Each record must be reproduced exactly as it is shown.
-- Begin --
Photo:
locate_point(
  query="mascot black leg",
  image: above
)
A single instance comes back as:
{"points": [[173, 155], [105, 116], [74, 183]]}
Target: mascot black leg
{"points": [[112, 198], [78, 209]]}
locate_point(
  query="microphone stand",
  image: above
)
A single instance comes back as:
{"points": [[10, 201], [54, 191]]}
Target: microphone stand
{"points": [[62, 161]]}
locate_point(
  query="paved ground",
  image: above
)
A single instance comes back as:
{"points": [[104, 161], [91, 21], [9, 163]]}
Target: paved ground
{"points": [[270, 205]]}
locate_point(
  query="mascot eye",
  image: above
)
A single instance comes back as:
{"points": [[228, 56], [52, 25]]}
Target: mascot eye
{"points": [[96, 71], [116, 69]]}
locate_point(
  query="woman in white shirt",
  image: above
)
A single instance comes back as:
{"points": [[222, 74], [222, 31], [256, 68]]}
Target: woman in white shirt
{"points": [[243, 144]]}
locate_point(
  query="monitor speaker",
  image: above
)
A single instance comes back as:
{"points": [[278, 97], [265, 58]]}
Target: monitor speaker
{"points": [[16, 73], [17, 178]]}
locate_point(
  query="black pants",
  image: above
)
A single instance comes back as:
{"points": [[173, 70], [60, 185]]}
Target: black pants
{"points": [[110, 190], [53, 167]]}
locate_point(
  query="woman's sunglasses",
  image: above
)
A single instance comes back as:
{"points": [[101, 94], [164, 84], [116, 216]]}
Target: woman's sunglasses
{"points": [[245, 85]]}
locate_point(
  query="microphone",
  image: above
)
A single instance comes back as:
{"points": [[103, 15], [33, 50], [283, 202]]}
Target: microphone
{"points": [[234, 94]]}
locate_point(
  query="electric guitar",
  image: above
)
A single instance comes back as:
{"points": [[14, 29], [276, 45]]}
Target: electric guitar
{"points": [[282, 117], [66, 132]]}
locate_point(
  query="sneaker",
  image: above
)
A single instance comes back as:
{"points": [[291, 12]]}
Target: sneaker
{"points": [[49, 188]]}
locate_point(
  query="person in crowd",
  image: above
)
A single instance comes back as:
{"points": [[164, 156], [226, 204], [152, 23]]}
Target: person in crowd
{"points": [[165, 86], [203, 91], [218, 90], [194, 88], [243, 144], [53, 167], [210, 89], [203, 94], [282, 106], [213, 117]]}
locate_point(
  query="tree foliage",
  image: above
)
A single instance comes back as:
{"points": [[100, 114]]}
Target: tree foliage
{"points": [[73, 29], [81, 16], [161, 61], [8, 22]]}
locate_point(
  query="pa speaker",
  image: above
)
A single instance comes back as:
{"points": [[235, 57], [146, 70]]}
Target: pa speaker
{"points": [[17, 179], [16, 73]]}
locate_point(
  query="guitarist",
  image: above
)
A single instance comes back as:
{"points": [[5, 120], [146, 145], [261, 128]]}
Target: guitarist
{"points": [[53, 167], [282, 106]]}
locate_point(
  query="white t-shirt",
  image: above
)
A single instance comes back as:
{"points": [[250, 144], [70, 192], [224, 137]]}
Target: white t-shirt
-- End --
• _Solution to the problem_
Photo:
locate_point(
  query="mascot black leg",
  image: above
)
A single instance comes back as:
{"points": [[173, 155], [105, 116], [74, 183]]}
Target: mascot black leg
{"points": [[112, 198], [78, 209]]}
locate_point(
  query="microphone stand",
  image: above
)
A single instance comes back as:
{"points": [[10, 201], [54, 191]]}
Target: microphone stand
{"points": [[62, 161]]}
locate_point(
  query="paved ground",
  image: above
)
A single instance comes back as:
{"points": [[104, 161], [91, 21], [9, 163]]}
Target: paved ground
{"points": [[270, 205]]}
locate_point(
  query="mascot eye",
  image: above
)
A single instance comes back as:
{"points": [[228, 56], [52, 25]]}
Target: mascot eye
{"points": [[96, 71], [116, 69]]}
locate_point(
  query="woman in white shirt",
  image: above
)
A single instance comes back as:
{"points": [[222, 74], [222, 31], [256, 68]]}
Target: woman in white shirt
{"points": [[243, 144]]}
locate_point(
  query="monitor speaker",
  image: above
)
A single instance comes back as:
{"points": [[278, 97], [265, 58]]}
Target: monitor speaker
{"points": [[16, 73], [17, 178]]}
locate_point(
  query="black pants",
  image: above
)
A single instance comes back as:
{"points": [[173, 70], [60, 185]]}
Target: black pants
{"points": [[110, 190], [53, 167]]}
locate_point(
  query="woman's sunglasses",
  image: above
)
A single instance comes back as:
{"points": [[101, 94], [164, 84], [116, 216]]}
Target: woman's sunglasses
{"points": [[245, 85]]}
locate_point(
  query="microphone",
  image: above
)
A single instance comes back as:
{"points": [[103, 15], [33, 50], [283, 202]]}
Target: microphone
{"points": [[234, 94]]}
locate_point(
  query="electric guitar",
  image: above
)
A single instance comes back as:
{"points": [[14, 29], [276, 45]]}
Target: electric guitar
{"points": [[282, 117], [66, 132]]}
locate_point(
  query="sneaker",
  image: above
)
A single instance comes back as:
{"points": [[291, 12]]}
Target: sneaker
{"points": [[49, 188]]}
locate_point(
  query="person in crowd",
  image: above
)
A single instance comes back as:
{"points": [[164, 156], [226, 204], [152, 23]]}
Target: person in crowd
{"points": [[165, 86], [203, 91], [218, 90], [194, 88], [243, 144], [53, 167], [210, 89], [203, 94], [282, 106], [213, 117]]}
locate_point(
  query="tree foliage",
  image: above
)
A single instance comes back as:
{"points": [[100, 114]]}
Target: tree foliage
{"points": [[73, 29], [81, 16], [161, 61], [8, 22]]}
locate_point(
  query="pa speaker",
  image: above
)
A single instance comes back as:
{"points": [[235, 57], [146, 70]]}
Target: pa speaker
{"points": [[17, 179], [16, 73]]}
locate_point(
  query="guitarist",
  image: above
)
A single instance comes back as:
{"points": [[5, 120], [146, 145], [261, 128]]}
Target: guitarist
{"points": [[53, 167], [282, 106]]}
locate_point(
  query="white t-shirt",
  image: above
)
A single instance comes back as:
{"points": [[250, 144], [70, 192], [224, 137]]}
Target: white t-shirt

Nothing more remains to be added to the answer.